Would you write out, word for word, each line of the records below from the top through the one holding "A single pin marks each instance of the ceiling light"?

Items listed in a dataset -
______
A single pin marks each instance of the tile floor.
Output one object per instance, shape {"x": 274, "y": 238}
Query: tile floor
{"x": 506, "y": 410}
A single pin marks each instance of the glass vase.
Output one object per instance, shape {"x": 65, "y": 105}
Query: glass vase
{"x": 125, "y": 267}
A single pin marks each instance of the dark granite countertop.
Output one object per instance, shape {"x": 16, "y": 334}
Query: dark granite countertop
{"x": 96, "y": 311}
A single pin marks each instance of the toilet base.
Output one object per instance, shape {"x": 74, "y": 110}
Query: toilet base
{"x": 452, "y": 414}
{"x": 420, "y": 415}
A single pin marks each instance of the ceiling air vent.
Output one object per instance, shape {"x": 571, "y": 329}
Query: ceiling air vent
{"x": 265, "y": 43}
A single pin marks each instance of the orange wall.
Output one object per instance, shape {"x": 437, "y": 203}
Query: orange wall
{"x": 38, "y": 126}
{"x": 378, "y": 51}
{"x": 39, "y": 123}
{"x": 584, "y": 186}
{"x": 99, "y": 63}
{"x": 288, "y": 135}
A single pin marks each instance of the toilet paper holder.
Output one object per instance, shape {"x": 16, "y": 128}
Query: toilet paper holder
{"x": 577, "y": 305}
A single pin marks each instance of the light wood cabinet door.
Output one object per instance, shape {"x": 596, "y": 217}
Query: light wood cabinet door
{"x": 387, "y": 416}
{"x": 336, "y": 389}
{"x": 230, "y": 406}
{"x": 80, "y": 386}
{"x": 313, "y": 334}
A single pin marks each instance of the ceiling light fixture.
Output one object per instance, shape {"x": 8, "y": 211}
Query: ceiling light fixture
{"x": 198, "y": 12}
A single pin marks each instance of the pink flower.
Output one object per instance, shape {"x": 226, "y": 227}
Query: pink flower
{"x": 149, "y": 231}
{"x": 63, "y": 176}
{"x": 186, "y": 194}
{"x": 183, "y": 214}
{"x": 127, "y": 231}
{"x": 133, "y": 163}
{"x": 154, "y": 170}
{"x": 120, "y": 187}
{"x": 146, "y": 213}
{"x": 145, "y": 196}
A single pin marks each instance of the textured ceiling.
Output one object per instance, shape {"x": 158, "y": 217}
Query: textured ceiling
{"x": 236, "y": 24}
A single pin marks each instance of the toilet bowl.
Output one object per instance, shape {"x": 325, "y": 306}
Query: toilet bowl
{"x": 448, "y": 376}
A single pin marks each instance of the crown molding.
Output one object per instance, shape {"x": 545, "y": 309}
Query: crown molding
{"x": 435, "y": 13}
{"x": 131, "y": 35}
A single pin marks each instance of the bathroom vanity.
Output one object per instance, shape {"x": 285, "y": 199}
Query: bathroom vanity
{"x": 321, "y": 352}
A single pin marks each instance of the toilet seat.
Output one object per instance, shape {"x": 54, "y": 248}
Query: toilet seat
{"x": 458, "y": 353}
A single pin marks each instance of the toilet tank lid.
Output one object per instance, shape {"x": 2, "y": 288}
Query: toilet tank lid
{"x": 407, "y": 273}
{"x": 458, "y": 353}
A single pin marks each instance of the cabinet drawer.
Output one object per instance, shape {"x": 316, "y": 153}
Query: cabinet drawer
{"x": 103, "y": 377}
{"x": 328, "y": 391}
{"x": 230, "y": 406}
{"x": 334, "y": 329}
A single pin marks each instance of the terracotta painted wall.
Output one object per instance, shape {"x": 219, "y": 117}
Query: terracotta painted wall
______
Exercise result -
A single pin marks each instance of the tile floor.
Output one object per instance, shape {"x": 274, "y": 238}
Query: tile floor
{"x": 506, "y": 410}
A single pin marks each instance of the glass vase.
Output one object per instance, shape {"x": 65, "y": 105}
Query: glass vase
{"x": 125, "y": 267}
A single pin marks each instance of the dark granite countertop.
Output one object per instance, shape {"x": 16, "y": 334}
Query: dark granite countertop
{"x": 96, "y": 311}
A single pin marks each instance of the toilet base.
Output one object per instance, shape {"x": 74, "y": 110}
Query: toilet base
{"x": 452, "y": 414}
{"x": 420, "y": 415}
A single pin marks each instance of the ceiling air vent.
Output one object per instance, shape {"x": 571, "y": 329}
Query: ceiling air vent
{"x": 265, "y": 43}
A single pin marks each instance of the orange wall.
Output one object per instance, shape {"x": 437, "y": 203}
Query: orange wall
{"x": 38, "y": 126}
{"x": 378, "y": 51}
{"x": 39, "y": 123}
{"x": 584, "y": 186}
{"x": 99, "y": 63}
{"x": 288, "y": 135}
A single pin marks each instance of the toilet paper holder.
Output one object per instance, shape {"x": 16, "y": 128}
Query: toilet paper holder
{"x": 577, "y": 305}
A single pin marks each instance of the light wood cabinet door.
Output one object per instance, shape {"x": 596, "y": 217}
Query: light wood cabinet door
{"x": 387, "y": 416}
{"x": 336, "y": 389}
{"x": 230, "y": 406}
{"x": 80, "y": 386}
{"x": 313, "y": 334}
A single pin marks each instance of the ceiling light fixture.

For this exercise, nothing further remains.